SET EXERCISE:
Render the data from its first line through the line containing "[[557, 155], [229, 307]]", inclusive, as a Markdown table with the columns Row and Line, numbering each line and leaving out any blank ones.

DATA PROVIDED:
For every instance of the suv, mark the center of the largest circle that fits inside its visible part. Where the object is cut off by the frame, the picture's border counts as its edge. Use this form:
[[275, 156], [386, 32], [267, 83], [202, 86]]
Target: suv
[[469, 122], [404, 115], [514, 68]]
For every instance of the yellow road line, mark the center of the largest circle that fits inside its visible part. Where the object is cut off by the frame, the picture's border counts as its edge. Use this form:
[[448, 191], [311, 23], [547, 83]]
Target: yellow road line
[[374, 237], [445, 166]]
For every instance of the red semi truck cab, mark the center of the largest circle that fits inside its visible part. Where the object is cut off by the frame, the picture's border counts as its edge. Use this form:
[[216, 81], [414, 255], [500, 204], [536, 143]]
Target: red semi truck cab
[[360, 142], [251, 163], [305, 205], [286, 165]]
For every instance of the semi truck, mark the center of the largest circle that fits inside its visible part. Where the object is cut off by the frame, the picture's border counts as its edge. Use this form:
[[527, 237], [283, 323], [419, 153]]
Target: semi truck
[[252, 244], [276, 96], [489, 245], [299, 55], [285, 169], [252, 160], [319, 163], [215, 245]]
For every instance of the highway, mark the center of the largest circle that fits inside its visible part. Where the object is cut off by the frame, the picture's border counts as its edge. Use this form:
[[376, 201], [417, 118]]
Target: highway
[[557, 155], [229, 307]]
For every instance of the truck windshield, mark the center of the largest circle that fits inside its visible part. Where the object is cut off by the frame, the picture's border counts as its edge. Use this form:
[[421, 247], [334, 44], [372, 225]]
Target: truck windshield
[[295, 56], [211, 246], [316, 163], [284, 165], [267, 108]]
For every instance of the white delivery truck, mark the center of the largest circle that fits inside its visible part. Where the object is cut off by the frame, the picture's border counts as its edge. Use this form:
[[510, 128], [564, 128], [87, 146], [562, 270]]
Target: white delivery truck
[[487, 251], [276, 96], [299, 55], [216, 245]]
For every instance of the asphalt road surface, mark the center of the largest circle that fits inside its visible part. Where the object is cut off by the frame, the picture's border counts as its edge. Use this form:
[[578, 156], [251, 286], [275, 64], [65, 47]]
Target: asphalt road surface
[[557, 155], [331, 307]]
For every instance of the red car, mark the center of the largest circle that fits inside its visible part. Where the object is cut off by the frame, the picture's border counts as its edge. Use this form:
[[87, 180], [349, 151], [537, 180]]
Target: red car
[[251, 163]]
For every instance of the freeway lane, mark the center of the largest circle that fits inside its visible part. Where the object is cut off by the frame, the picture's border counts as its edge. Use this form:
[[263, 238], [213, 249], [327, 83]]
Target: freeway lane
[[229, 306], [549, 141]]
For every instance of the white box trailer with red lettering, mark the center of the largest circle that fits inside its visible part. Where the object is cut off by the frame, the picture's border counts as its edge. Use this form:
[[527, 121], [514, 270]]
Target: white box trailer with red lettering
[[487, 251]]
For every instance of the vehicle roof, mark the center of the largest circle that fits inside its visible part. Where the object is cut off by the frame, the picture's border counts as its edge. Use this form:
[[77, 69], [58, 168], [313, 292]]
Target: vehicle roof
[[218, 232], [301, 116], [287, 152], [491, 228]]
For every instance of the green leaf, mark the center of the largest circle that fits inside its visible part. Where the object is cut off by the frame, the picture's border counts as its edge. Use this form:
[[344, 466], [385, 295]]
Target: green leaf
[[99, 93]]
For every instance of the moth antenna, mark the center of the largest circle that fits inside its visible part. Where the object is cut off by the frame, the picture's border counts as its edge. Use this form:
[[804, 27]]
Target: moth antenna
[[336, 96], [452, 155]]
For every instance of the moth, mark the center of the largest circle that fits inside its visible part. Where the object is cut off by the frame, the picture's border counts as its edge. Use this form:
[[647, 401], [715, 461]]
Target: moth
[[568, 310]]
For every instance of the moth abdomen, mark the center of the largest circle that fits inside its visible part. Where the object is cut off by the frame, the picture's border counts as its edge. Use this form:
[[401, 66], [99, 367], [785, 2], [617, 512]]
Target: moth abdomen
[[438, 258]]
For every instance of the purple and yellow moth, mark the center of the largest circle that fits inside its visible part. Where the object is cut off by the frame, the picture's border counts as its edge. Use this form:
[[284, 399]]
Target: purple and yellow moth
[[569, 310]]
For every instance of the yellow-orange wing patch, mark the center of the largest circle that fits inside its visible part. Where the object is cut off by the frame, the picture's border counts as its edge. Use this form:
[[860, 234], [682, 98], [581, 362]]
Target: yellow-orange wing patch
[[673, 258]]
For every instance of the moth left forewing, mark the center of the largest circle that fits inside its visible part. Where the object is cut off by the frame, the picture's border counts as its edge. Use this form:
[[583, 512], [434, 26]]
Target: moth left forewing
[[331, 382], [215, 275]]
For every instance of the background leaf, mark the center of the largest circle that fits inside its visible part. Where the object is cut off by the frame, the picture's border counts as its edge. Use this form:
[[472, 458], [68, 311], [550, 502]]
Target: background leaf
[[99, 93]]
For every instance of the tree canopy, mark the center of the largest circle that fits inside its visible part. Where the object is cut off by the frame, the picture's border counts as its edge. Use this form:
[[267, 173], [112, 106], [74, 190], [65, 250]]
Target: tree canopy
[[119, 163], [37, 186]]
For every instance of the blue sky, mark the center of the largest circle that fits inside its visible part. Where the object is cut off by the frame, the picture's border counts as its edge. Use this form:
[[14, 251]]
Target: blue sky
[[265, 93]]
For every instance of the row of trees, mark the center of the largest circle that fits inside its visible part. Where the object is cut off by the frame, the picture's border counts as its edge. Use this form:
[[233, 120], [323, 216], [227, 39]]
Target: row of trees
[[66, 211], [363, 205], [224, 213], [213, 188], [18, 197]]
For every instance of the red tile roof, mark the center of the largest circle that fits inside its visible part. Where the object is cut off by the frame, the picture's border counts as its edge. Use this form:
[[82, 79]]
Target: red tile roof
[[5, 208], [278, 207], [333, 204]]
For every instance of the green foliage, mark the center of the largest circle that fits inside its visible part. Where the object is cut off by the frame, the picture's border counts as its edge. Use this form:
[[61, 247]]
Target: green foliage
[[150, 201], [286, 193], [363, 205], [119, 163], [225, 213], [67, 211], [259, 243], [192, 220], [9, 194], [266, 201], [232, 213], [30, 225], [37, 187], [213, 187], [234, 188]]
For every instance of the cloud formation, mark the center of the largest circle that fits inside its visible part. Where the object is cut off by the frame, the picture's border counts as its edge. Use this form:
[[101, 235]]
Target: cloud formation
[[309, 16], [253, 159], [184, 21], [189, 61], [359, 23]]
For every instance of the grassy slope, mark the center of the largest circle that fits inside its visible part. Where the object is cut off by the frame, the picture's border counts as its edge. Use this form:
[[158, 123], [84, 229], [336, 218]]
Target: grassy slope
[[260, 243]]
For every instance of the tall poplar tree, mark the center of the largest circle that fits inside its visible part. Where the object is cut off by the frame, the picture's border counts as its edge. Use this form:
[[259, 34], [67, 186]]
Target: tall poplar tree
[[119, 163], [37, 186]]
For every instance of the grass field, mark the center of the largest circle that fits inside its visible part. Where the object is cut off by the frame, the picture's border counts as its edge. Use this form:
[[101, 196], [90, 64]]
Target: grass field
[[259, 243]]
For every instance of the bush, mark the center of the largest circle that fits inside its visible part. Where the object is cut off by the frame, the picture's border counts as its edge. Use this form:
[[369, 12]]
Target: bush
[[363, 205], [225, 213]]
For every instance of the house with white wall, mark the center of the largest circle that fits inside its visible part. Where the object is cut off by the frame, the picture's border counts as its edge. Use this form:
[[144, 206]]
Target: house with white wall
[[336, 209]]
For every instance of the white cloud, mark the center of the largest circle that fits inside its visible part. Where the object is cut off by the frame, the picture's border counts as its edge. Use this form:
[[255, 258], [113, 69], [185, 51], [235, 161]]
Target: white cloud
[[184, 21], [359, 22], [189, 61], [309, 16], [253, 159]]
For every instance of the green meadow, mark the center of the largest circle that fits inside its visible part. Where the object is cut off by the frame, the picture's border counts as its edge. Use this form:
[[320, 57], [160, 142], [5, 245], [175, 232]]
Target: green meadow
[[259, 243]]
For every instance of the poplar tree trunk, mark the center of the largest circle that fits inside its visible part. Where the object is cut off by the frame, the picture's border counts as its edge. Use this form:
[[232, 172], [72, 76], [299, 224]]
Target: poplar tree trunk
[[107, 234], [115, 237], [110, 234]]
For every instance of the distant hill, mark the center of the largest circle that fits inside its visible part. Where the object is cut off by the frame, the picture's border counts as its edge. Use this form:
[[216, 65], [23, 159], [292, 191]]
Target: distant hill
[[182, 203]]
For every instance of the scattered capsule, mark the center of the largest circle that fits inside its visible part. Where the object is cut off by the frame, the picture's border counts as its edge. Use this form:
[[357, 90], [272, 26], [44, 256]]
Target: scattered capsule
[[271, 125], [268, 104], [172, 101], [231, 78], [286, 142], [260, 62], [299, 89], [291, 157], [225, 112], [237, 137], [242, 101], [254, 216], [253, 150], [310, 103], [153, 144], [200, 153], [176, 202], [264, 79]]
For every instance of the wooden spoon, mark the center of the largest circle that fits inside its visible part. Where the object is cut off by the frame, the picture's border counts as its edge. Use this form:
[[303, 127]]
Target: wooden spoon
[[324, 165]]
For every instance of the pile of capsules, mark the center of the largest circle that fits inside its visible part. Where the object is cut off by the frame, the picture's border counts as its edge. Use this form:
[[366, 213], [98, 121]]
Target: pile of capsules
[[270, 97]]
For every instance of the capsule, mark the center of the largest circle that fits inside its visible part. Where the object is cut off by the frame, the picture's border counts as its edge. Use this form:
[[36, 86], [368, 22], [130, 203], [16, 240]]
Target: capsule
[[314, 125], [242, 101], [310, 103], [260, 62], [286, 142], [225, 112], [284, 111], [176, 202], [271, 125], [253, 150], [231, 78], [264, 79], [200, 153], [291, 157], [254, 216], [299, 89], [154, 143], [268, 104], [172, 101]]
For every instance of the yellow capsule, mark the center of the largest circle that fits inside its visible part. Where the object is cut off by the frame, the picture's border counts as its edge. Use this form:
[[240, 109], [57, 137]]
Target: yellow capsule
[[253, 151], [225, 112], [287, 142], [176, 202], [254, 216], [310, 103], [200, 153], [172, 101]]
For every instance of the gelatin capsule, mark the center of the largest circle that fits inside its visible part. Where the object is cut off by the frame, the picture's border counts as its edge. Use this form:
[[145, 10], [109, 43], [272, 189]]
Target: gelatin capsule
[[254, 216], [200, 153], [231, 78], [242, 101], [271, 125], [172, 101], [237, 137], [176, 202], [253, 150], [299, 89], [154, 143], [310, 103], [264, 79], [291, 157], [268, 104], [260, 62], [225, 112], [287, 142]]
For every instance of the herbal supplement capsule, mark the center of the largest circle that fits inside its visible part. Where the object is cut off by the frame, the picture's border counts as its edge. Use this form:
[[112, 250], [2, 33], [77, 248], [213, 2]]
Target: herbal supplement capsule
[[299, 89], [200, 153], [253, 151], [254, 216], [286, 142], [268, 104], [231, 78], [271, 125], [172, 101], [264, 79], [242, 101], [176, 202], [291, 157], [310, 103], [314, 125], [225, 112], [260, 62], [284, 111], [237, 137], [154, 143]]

OUTPUT FOR THIS TASK:
| Row | Line |
|---|---|
| 1 | For every instance of the suv, mark the center of the largest circle that fits inside its visible part. Where the object is cut off by the frame, the picture's border counts as its edge. Use this form: |
| 2 | [[275, 156], [386, 32], [267, 83], [202, 86]] |
| 3 | Target: suv |
| 4 | [[469, 122], [404, 115], [514, 68]] |
| 5 | For every instance of the yellow road line, mark the center of the largest circle that fits inside its visible part. Where the object is cut off by the frame, the picture's border counts as its edge. Use this form: |
| 6 | [[448, 191], [311, 23], [547, 83]] |
| 7 | Target: yellow road line |
| 8 | [[374, 237], [445, 166]] |
| 9 | For every instance of the red semi truck cab, mark the center of the largest circle that fits inside its visible part. Where the object is cut off by the frame, the picture's border counts as its edge. Use this form: |
| 10 | [[216, 81], [414, 255], [500, 204], [536, 143]] |
| 11 | Target: red semi truck cab |
| 12 | [[360, 142], [251, 163], [305, 205], [286, 165]] |
| 13 | For every instance of the semi truck, mark the center of the largest circle that fits inside its visible part. Where the object is cut off by the frame, the picture's border counts as its edge. Use this form: |
| 14 | [[527, 237], [283, 323], [419, 153]] |
| 15 | Target: semi truck |
| 16 | [[252, 244], [276, 96], [489, 245], [299, 55], [285, 169], [252, 160], [319, 163], [215, 245]] |
| 17 | For every instance of the highway, mark the center of the largest circle that fits inside its visible part. Where the object is cut off by the frame, the picture's border counts as its edge. Use this form: |
| 18 | [[376, 201], [417, 118]] |
| 19 | Target: highway |
| 20 | [[557, 155], [229, 307]] |